__What to produce__.
Report only the number of lines in the material that contain the string "chopped", treating uppercase and lowercase letters as different.

__Extracted information__.

'''

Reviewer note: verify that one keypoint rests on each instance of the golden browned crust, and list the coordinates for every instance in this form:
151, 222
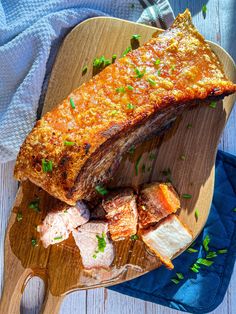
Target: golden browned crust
155, 202
122, 216
188, 71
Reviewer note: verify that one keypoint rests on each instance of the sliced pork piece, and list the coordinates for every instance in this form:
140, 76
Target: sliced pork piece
156, 201
167, 239
96, 249
58, 224
121, 210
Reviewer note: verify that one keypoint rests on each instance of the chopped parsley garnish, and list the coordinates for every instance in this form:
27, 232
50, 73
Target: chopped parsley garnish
129, 87
192, 250
68, 143
72, 103
205, 262
87, 147
187, 196
84, 70
151, 81
19, 216
120, 90
204, 10
222, 251
137, 164
131, 150
213, 104
136, 36
197, 214
143, 168
35, 205
101, 190
134, 237
107, 62
139, 74
130, 106
114, 112
180, 275
127, 50
101, 244
46, 165
211, 254
34, 242
206, 242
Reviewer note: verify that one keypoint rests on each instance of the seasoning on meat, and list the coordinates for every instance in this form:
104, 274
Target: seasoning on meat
96, 114
167, 239
156, 201
121, 210
96, 249
58, 224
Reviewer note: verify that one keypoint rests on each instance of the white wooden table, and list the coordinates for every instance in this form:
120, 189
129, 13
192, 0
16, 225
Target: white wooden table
220, 27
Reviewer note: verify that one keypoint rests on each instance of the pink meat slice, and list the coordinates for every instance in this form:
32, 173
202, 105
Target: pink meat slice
57, 225
86, 238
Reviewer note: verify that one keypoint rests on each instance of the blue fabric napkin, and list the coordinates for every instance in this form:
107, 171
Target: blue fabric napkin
31, 32
198, 292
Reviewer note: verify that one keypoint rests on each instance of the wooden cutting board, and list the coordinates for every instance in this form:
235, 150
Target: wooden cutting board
60, 265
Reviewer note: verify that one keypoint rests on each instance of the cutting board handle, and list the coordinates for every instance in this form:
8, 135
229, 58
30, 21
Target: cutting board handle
51, 304
14, 283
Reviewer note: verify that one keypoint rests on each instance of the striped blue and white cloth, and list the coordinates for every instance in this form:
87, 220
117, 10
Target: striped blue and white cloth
31, 32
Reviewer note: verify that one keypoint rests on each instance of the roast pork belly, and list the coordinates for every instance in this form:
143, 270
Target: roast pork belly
167, 239
58, 224
80, 143
96, 249
156, 201
121, 210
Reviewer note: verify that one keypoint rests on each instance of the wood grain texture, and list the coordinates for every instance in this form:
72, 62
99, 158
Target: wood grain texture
100, 301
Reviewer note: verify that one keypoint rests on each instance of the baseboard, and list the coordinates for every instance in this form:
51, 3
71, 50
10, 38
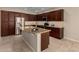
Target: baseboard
68, 38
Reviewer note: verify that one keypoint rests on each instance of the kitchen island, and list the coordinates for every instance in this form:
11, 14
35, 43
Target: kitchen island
37, 40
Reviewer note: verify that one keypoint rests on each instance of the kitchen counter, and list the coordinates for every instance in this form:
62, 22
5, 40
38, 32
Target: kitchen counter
40, 30
36, 40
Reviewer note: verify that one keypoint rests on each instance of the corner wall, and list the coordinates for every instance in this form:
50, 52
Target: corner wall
0, 23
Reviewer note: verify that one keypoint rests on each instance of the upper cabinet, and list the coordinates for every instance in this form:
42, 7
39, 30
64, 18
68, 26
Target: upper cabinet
51, 16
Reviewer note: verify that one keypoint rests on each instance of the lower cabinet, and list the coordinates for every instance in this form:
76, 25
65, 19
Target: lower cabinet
55, 32
44, 40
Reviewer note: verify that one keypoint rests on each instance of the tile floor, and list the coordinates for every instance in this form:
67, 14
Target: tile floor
16, 44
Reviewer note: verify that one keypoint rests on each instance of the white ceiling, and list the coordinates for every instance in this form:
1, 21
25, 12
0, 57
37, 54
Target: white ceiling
28, 9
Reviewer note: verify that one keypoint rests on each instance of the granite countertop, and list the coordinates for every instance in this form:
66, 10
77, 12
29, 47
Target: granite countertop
40, 30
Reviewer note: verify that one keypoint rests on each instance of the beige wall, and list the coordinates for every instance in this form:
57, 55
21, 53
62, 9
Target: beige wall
71, 23
0, 23
16, 10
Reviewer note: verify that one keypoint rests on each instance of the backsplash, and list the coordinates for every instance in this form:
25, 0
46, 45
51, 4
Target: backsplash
58, 24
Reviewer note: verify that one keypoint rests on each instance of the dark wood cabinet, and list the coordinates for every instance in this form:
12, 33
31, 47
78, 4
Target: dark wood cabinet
11, 23
44, 40
55, 32
7, 23
4, 29
4, 16
4, 23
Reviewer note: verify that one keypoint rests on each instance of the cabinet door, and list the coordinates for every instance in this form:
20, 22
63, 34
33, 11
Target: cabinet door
11, 23
4, 16
11, 28
44, 40
4, 29
57, 33
11, 17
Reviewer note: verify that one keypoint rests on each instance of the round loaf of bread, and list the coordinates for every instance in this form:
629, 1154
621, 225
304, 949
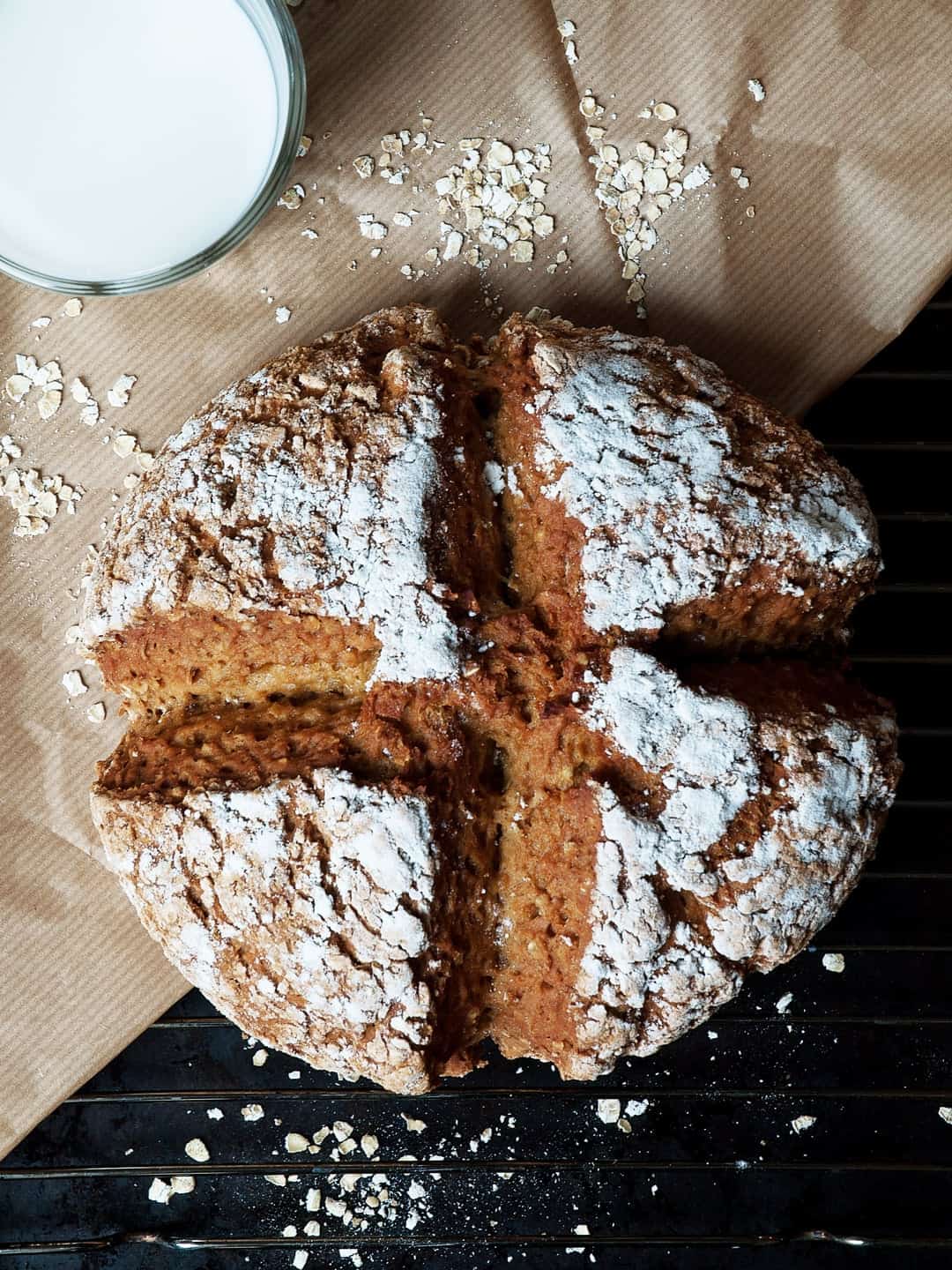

'''

__Exercise answer__.
2